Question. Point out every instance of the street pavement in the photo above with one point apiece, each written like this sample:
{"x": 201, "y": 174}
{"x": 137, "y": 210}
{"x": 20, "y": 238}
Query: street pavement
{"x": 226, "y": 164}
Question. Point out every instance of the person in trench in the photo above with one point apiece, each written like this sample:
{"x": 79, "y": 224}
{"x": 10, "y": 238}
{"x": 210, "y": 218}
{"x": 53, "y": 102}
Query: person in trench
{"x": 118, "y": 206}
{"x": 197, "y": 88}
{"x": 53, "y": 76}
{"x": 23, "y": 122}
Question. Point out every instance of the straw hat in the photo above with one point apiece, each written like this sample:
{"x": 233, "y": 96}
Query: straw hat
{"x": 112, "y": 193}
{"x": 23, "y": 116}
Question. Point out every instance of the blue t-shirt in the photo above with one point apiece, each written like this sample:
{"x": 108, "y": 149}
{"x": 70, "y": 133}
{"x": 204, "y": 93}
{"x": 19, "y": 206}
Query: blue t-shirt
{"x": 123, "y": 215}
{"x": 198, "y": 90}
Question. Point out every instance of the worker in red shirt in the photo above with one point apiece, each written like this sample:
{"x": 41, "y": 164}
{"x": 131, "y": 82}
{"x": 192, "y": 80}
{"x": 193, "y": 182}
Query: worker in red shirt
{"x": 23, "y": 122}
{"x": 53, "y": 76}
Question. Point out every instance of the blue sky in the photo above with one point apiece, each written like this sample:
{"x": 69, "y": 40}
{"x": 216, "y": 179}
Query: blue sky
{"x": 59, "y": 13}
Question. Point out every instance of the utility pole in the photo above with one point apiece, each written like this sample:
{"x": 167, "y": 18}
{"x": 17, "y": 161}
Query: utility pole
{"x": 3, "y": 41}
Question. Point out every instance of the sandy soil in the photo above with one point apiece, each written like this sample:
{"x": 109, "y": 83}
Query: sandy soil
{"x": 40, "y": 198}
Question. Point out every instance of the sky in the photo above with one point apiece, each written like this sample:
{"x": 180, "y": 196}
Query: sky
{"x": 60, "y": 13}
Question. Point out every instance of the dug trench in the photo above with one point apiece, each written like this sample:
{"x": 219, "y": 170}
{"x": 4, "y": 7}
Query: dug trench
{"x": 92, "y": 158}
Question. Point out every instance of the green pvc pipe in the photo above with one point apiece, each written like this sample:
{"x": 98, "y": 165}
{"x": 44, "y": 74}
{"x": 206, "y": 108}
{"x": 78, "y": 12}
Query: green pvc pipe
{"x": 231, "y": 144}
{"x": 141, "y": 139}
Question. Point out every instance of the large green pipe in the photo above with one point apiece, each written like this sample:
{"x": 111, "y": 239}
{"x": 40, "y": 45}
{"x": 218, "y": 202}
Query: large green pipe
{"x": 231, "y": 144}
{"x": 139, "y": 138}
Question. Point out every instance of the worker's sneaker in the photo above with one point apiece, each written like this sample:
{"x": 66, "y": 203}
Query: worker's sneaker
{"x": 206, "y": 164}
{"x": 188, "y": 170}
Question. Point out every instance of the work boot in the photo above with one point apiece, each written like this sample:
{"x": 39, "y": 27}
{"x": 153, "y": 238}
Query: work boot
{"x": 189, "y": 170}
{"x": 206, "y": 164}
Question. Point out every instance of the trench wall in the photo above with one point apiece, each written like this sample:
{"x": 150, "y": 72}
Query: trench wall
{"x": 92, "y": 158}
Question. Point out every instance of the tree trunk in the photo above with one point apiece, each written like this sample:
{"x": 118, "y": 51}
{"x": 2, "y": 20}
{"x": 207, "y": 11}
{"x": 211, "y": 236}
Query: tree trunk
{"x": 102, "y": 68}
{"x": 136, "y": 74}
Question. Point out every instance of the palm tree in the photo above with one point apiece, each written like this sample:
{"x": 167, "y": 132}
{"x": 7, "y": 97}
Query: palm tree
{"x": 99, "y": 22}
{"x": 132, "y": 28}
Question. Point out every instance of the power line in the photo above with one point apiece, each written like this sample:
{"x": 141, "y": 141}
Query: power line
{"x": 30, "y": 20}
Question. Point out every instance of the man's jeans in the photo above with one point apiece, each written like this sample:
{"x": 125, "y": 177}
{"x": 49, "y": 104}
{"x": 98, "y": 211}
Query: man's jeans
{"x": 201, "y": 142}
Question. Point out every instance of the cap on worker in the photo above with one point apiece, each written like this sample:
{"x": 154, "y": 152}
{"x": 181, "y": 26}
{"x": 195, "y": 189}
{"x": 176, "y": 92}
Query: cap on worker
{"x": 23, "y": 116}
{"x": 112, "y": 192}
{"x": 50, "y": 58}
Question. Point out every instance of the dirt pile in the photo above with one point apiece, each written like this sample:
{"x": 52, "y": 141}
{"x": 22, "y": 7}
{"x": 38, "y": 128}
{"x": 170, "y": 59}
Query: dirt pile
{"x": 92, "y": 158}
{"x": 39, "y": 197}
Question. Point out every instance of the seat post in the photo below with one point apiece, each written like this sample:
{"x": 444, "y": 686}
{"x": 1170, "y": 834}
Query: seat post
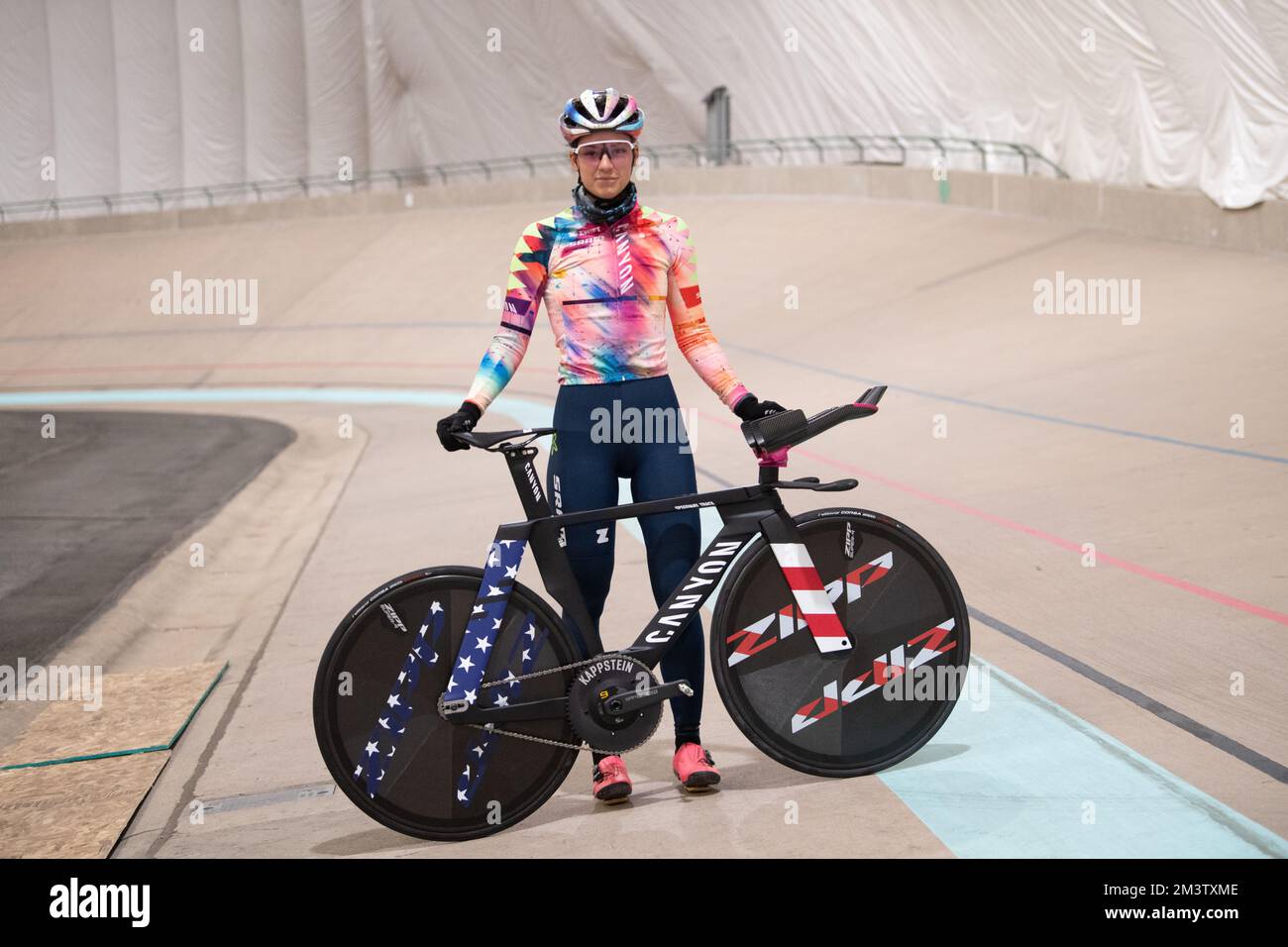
{"x": 527, "y": 482}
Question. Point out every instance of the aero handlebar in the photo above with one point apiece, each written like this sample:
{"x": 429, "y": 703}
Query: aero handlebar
{"x": 793, "y": 428}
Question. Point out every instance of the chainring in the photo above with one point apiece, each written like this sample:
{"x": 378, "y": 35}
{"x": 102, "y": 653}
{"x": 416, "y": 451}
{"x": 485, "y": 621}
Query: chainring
{"x": 599, "y": 727}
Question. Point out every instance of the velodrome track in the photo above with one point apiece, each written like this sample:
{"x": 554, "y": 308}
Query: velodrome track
{"x": 1134, "y": 707}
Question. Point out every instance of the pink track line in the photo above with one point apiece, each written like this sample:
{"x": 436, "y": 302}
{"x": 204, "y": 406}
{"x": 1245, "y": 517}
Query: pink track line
{"x": 1134, "y": 569}
{"x": 214, "y": 367}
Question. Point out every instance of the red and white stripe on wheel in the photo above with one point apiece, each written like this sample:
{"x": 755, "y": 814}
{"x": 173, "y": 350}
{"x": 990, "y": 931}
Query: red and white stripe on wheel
{"x": 810, "y": 596}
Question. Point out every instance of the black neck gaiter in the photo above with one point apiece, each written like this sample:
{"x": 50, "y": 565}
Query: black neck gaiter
{"x": 604, "y": 211}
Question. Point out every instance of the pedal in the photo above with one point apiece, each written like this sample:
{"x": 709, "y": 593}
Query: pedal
{"x": 450, "y": 707}
{"x": 630, "y": 699}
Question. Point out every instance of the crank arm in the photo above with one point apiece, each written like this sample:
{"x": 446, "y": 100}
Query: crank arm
{"x": 630, "y": 699}
{"x": 549, "y": 709}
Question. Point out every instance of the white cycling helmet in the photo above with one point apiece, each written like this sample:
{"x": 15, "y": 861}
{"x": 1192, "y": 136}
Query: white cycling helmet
{"x": 600, "y": 110}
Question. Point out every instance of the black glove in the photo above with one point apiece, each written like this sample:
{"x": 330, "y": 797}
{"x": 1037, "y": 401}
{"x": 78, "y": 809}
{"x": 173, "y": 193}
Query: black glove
{"x": 464, "y": 419}
{"x": 751, "y": 407}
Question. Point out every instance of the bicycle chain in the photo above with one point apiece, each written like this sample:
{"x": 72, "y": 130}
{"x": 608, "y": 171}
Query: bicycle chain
{"x": 490, "y": 728}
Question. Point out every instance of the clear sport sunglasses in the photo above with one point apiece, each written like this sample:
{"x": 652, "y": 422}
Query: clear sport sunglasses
{"x": 618, "y": 153}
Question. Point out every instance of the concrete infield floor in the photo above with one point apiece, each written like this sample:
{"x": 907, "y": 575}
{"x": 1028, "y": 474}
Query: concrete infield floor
{"x": 1115, "y": 725}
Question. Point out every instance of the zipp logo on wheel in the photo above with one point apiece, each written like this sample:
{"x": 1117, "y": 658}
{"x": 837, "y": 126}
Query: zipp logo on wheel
{"x": 884, "y": 669}
{"x": 760, "y": 634}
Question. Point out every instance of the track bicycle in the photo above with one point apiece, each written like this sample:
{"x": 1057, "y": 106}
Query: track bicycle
{"x": 452, "y": 701}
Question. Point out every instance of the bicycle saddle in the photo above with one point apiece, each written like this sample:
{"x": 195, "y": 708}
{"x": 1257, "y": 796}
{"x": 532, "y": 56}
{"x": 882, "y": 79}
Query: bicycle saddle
{"x": 489, "y": 440}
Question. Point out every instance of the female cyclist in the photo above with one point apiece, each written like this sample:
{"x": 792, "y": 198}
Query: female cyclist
{"x": 609, "y": 269}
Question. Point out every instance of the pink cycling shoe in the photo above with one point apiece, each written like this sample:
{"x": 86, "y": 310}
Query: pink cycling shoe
{"x": 695, "y": 768}
{"x": 610, "y": 783}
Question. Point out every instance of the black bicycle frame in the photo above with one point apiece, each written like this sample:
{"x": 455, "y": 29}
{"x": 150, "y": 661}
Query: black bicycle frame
{"x": 745, "y": 510}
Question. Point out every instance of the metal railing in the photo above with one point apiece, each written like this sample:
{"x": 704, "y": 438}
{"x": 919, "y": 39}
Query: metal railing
{"x": 851, "y": 150}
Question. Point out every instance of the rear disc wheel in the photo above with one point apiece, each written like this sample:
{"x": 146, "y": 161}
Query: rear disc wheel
{"x": 442, "y": 781}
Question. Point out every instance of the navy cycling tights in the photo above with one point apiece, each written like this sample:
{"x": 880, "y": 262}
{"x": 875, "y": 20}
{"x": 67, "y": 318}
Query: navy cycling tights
{"x": 583, "y": 474}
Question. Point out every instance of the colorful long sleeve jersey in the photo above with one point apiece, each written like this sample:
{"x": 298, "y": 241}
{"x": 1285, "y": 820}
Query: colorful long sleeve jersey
{"x": 606, "y": 289}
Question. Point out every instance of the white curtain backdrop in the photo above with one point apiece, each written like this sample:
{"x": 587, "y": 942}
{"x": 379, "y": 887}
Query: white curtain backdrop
{"x": 1166, "y": 93}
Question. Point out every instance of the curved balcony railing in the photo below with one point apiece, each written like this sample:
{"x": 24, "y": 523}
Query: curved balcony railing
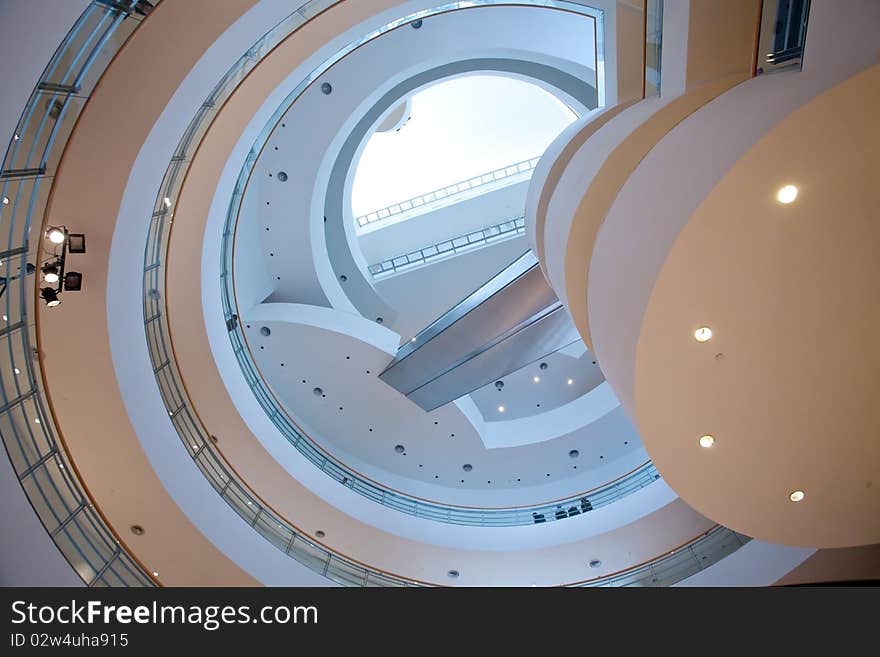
{"x": 678, "y": 564}
{"x": 447, "y": 248}
{"x": 451, "y": 193}
{"x": 198, "y": 442}
{"x": 27, "y": 427}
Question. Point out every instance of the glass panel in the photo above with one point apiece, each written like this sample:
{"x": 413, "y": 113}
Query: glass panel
{"x": 783, "y": 34}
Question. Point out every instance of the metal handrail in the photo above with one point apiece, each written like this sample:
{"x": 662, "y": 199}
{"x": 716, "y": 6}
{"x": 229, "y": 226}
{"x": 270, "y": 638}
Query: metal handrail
{"x": 27, "y": 427}
{"x": 429, "y": 201}
{"x": 447, "y": 248}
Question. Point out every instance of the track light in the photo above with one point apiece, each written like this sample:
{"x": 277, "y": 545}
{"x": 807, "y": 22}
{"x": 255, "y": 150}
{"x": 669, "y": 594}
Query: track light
{"x": 50, "y": 272}
{"x": 56, "y": 235}
{"x": 50, "y": 296}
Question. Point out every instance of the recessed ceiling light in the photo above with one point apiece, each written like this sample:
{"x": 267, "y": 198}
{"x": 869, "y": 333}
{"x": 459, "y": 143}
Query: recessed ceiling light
{"x": 786, "y": 194}
{"x": 55, "y": 235}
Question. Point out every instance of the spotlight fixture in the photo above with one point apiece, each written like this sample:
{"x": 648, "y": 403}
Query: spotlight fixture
{"x": 50, "y": 271}
{"x": 50, "y": 296}
{"x": 56, "y": 235}
{"x": 787, "y": 194}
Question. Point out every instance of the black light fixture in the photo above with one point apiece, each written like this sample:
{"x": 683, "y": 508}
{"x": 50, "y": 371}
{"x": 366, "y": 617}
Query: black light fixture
{"x": 72, "y": 281}
{"x": 76, "y": 243}
{"x": 50, "y": 296}
{"x": 54, "y": 269}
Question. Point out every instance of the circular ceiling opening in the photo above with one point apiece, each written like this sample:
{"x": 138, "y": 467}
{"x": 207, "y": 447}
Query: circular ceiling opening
{"x": 456, "y": 129}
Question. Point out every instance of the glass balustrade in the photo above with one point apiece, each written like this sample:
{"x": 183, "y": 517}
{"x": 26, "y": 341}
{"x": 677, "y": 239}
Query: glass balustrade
{"x": 27, "y": 427}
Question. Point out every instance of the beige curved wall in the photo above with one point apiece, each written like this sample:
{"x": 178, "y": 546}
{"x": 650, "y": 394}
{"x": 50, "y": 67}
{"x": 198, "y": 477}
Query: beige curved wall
{"x": 78, "y": 367}
{"x": 790, "y": 381}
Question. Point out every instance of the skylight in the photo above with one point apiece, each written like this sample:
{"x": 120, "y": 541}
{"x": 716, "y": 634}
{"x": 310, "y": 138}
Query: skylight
{"x": 458, "y": 130}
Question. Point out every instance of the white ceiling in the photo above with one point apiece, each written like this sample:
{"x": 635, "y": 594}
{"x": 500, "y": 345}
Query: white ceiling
{"x": 361, "y": 419}
{"x": 522, "y": 396}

================================

OBJECTIVE ▸
Copy exactly, and only, the lines from the one containing "Question. Point out every instance of the recessed" through the last line of the listing.

RESULT ▸
Question. Point out every instance of the recessed ceiling light in the photo above with one point apiece, each written like this sample:
{"x": 267, "y": 198}
{"x": 869, "y": 333}
{"x": 459, "y": 143}
Query: recessed ceiling light
{"x": 786, "y": 194}
{"x": 55, "y": 235}
Question. Point out every instance of the spotlight fixture in the photo above with one point apiece, each written like this sample:
{"x": 648, "y": 403}
Query: spotlight fixture
{"x": 50, "y": 271}
{"x": 50, "y": 296}
{"x": 56, "y": 235}
{"x": 787, "y": 194}
Question. Point out every instance of the black light fixture in the photo above with one point apiece, each written like this sample:
{"x": 683, "y": 508}
{"x": 50, "y": 371}
{"x": 366, "y": 617}
Query: black light fixture
{"x": 72, "y": 281}
{"x": 76, "y": 243}
{"x": 50, "y": 296}
{"x": 54, "y": 269}
Question. Point out every instance of the circular ceiling opening in the photo above with one point apiece, each written like this sample:
{"x": 138, "y": 467}
{"x": 207, "y": 447}
Query: circular ceiling opening
{"x": 456, "y": 129}
Question. Point out every instance of the glass balustrade in the photo above with one point apiece, each written like this sample:
{"x": 183, "y": 517}
{"x": 26, "y": 341}
{"x": 677, "y": 239}
Query: glass balustrade
{"x": 27, "y": 427}
Question. Point out every instance of the beige curved wall in the photo above with one point apiece, each written like this sample:
{"x": 178, "y": 546}
{"x": 650, "y": 394}
{"x": 50, "y": 67}
{"x": 198, "y": 477}
Query: beige curved wall
{"x": 78, "y": 367}
{"x": 790, "y": 381}
Question. Point out every instance of the skylight in the photo above with one point apiece, each written like this sample:
{"x": 120, "y": 541}
{"x": 716, "y": 634}
{"x": 310, "y": 138}
Query: skylight
{"x": 458, "y": 130}
Question. Point out every instance of the white ceiling in the photo above with one point apiece, each written like this sample:
{"x": 635, "y": 594}
{"x": 500, "y": 345}
Query: white ceiling
{"x": 361, "y": 419}
{"x": 522, "y": 396}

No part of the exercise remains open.